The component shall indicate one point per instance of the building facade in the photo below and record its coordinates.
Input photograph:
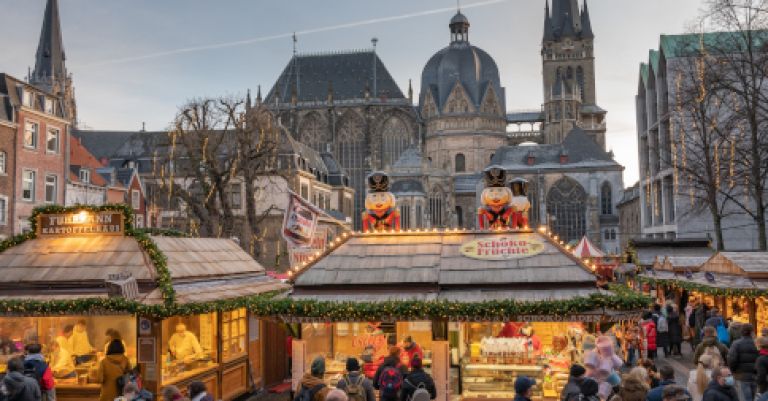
(668, 210)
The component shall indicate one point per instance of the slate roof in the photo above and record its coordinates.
(581, 149)
(103, 143)
(348, 72)
(408, 265)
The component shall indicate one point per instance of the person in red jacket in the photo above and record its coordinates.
(34, 363)
(649, 332)
(412, 350)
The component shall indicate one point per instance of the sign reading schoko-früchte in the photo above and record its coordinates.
(503, 247)
(81, 223)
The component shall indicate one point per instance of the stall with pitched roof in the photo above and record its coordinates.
(84, 277)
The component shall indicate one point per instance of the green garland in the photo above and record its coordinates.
(703, 288)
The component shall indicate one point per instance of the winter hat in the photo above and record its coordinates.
(589, 387)
(523, 384)
(577, 370)
(318, 366)
(589, 342)
(353, 365)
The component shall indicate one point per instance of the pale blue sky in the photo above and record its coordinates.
(127, 67)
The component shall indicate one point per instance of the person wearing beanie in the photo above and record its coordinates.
(313, 382)
(354, 384)
(572, 389)
(523, 388)
(589, 388)
(418, 377)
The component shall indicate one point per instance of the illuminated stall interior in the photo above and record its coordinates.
(60, 271)
(469, 355)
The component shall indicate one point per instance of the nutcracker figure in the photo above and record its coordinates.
(380, 208)
(495, 211)
(520, 203)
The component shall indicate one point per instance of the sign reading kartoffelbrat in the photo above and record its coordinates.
(80, 223)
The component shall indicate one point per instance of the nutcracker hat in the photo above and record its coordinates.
(494, 176)
(519, 186)
(378, 182)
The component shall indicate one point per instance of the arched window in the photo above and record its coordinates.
(314, 133)
(606, 201)
(436, 207)
(567, 207)
(459, 216)
(350, 153)
(395, 139)
(460, 163)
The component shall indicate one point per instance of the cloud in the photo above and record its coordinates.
(244, 42)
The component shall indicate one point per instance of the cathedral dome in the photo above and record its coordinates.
(462, 63)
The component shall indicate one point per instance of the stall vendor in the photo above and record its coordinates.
(184, 344)
(81, 345)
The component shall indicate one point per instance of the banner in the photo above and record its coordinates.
(299, 221)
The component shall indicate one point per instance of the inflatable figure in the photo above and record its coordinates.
(495, 212)
(520, 203)
(380, 207)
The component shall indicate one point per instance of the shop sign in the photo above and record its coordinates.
(80, 223)
(300, 221)
(502, 247)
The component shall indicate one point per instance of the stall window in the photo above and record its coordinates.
(189, 346)
(233, 331)
(73, 345)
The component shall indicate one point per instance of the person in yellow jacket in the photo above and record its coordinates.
(112, 367)
(184, 344)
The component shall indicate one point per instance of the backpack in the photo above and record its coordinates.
(663, 325)
(390, 382)
(722, 333)
(308, 394)
(420, 394)
(355, 390)
(714, 353)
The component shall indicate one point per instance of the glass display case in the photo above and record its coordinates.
(493, 355)
(233, 334)
(188, 346)
(72, 345)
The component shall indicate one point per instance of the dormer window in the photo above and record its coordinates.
(85, 176)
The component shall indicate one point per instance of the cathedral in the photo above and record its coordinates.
(348, 104)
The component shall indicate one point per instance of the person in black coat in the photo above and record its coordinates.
(416, 378)
(741, 359)
(721, 388)
(675, 330)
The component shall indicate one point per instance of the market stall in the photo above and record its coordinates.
(734, 282)
(485, 307)
(84, 277)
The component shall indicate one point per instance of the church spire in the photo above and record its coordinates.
(549, 34)
(50, 71)
(586, 24)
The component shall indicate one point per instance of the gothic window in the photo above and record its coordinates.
(567, 206)
(436, 207)
(580, 80)
(313, 132)
(459, 164)
(350, 153)
(606, 202)
(395, 138)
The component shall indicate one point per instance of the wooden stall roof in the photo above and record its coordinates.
(399, 265)
(202, 269)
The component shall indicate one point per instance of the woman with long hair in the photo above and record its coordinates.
(698, 379)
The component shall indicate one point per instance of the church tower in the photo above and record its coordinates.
(50, 71)
(568, 60)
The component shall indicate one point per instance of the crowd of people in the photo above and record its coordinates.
(29, 377)
(393, 380)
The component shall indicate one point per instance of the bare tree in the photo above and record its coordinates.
(738, 48)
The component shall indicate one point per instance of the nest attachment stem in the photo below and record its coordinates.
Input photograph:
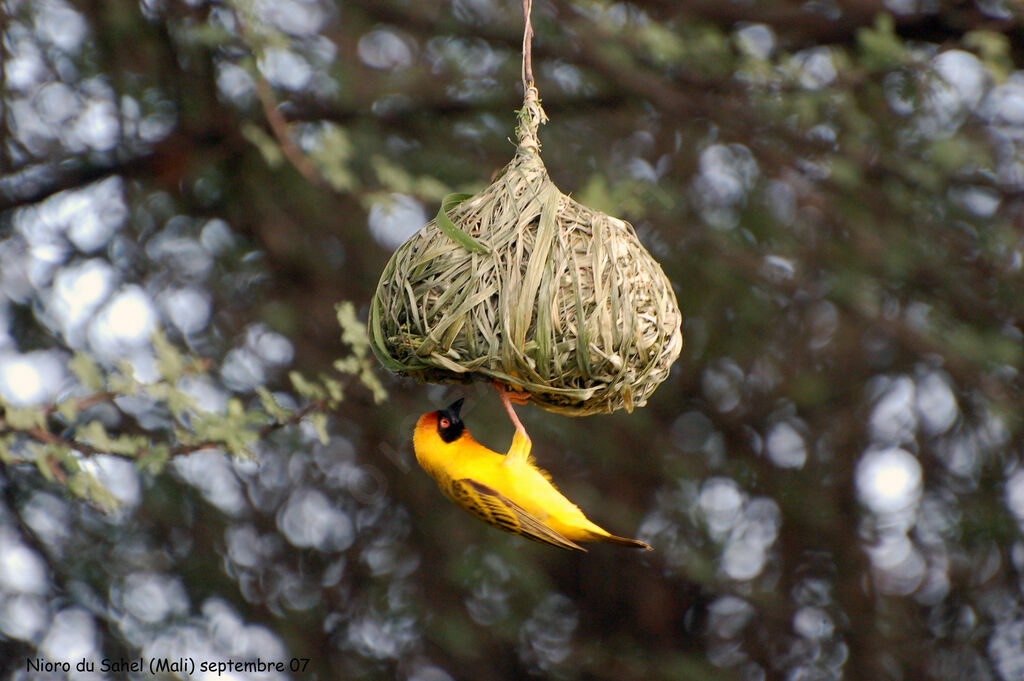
-=-=-
Task to carry out -
An exact copy of the lines from the one with "The component shall indicate one point per instance of the bare" through the last line of the records, inclusive, is required, with all pictures left out.

Exercise response -
The component shall indicate one point per instance of the bare tree in the photo above and record its coordinates.
(738, 48)
The component shall indicate one point per instance of the nest attachment stem in the photo below and record its coordinates.
Input photograph:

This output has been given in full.